## Data in this exercise
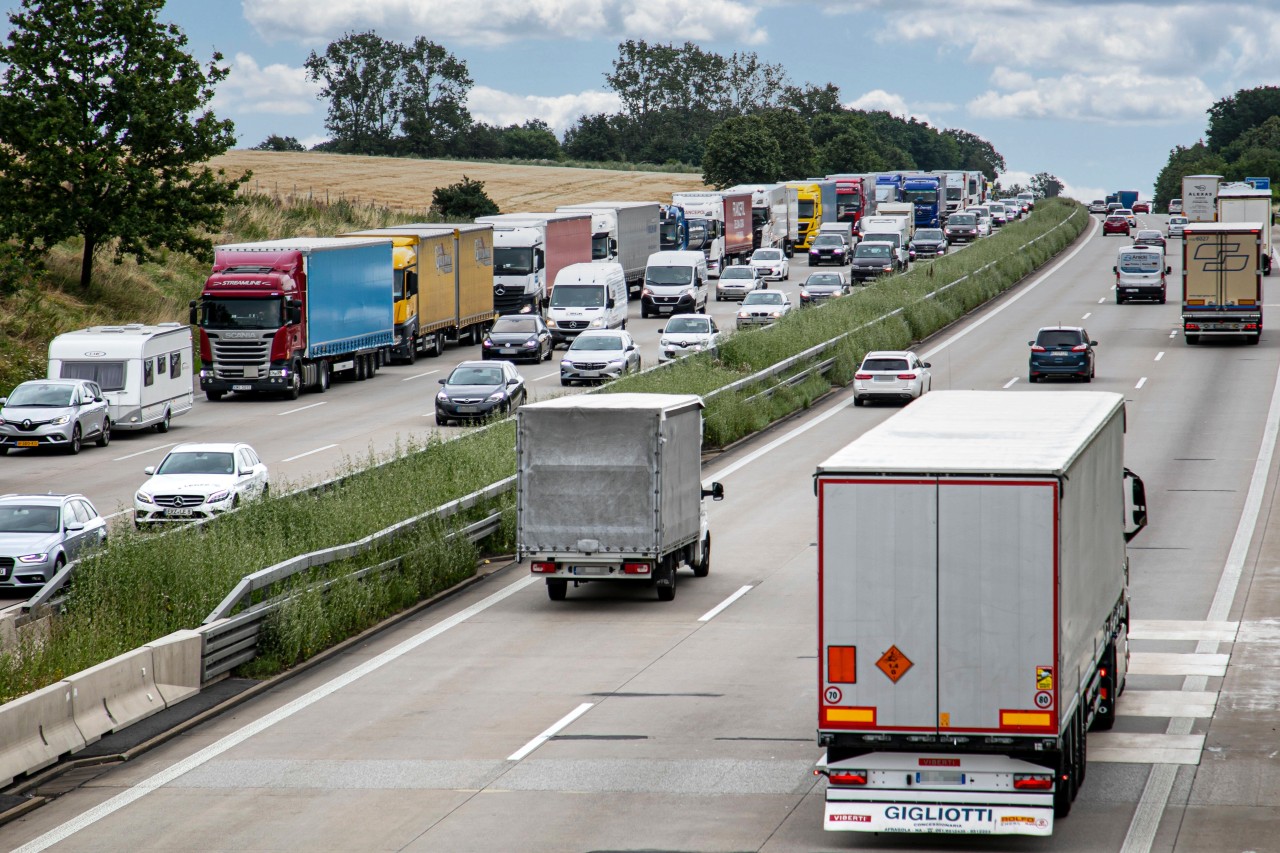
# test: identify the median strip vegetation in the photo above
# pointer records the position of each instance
(144, 587)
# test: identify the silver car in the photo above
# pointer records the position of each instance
(54, 413)
(41, 533)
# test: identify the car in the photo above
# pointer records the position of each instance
(891, 374)
(763, 308)
(479, 389)
(1061, 351)
(772, 263)
(519, 336)
(54, 413)
(1148, 237)
(737, 281)
(872, 258)
(821, 287)
(828, 247)
(689, 333)
(1115, 224)
(199, 482)
(928, 242)
(42, 533)
(599, 355)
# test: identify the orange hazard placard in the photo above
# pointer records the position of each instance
(894, 664)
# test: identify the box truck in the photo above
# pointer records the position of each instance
(443, 284)
(1223, 281)
(529, 250)
(145, 372)
(622, 232)
(973, 610)
(286, 314)
(608, 489)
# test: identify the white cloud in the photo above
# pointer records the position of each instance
(501, 108)
(494, 23)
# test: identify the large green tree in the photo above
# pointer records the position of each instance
(104, 132)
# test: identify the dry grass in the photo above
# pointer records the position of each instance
(407, 185)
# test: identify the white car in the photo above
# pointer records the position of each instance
(772, 263)
(686, 334)
(199, 482)
(891, 374)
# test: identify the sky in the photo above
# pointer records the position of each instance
(1092, 91)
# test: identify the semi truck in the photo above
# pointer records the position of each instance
(1200, 196)
(1243, 203)
(529, 250)
(288, 314)
(622, 232)
(718, 224)
(608, 491)
(973, 610)
(1223, 281)
(443, 284)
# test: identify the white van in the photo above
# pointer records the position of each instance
(146, 372)
(586, 296)
(675, 282)
(1141, 274)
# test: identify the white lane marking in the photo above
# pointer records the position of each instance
(242, 734)
(547, 735)
(150, 450)
(716, 611)
(309, 452)
(282, 414)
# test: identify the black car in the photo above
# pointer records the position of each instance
(929, 242)
(519, 336)
(821, 287)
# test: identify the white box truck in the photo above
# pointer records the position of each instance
(608, 489)
(145, 372)
(973, 610)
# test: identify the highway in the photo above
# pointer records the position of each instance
(503, 721)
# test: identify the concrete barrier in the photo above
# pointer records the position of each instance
(177, 665)
(36, 730)
(114, 693)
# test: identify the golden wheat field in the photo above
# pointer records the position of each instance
(407, 185)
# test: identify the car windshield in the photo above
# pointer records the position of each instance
(595, 342)
(197, 463)
(885, 364)
(475, 377)
(688, 325)
(513, 325)
(28, 519)
(41, 395)
(577, 296)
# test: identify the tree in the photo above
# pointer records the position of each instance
(462, 201)
(104, 132)
(274, 142)
(741, 150)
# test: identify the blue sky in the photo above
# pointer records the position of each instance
(1095, 92)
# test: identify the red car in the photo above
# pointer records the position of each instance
(1115, 226)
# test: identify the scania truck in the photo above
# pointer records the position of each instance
(973, 610)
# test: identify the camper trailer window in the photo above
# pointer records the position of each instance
(108, 374)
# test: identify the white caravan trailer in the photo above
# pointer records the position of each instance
(145, 370)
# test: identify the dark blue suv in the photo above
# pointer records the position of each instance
(1061, 351)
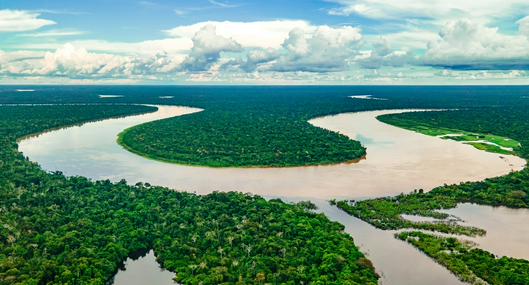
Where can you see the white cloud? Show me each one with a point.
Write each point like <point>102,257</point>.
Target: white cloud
<point>222,4</point>
<point>262,34</point>
<point>207,49</point>
<point>319,49</point>
<point>76,62</point>
<point>523,25</point>
<point>465,44</point>
<point>483,10</point>
<point>54,34</point>
<point>20,21</point>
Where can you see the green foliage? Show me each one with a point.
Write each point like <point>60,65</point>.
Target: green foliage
<point>470,264</point>
<point>70,230</point>
<point>269,140</point>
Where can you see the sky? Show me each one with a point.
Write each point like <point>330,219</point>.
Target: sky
<point>349,42</point>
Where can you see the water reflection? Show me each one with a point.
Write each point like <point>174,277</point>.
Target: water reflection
<point>507,229</point>
<point>144,270</point>
<point>397,161</point>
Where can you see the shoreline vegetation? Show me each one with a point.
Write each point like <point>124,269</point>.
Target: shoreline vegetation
<point>68,230</point>
<point>57,229</point>
<point>299,144</point>
<point>485,142</point>
<point>470,264</point>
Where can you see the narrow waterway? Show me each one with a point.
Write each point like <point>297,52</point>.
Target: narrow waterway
<point>397,161</point>
<point>142,271</point>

## The exercise
Each line from the one with "Where can you see the water" through the last line of the records must be written out word for word. Include nothing else.

## Solved exercise
Where can you see the water reflection? Show me each one with a point.
Write each point like <point>174,277</point>.
Target: water reflection
<point>507,229</point>
<point>144,270</point>
<point>397,161</point>
Where can you see the shoreline vegetation? Show me each one with a point.
Write each point like <point>124,269</point>.
Target: shoreline vegetation
<point>68,230</point>
<point>57,229</point>
<point>299,144</point>
<point>485,142</point>
<point>470,264</point>
Where can you see the narrow waterway? Show me each one with a point.
Write each point like <point>297,52</point>.
Target: narrow waterway
<point>397,161</point>
<point>142,271</point>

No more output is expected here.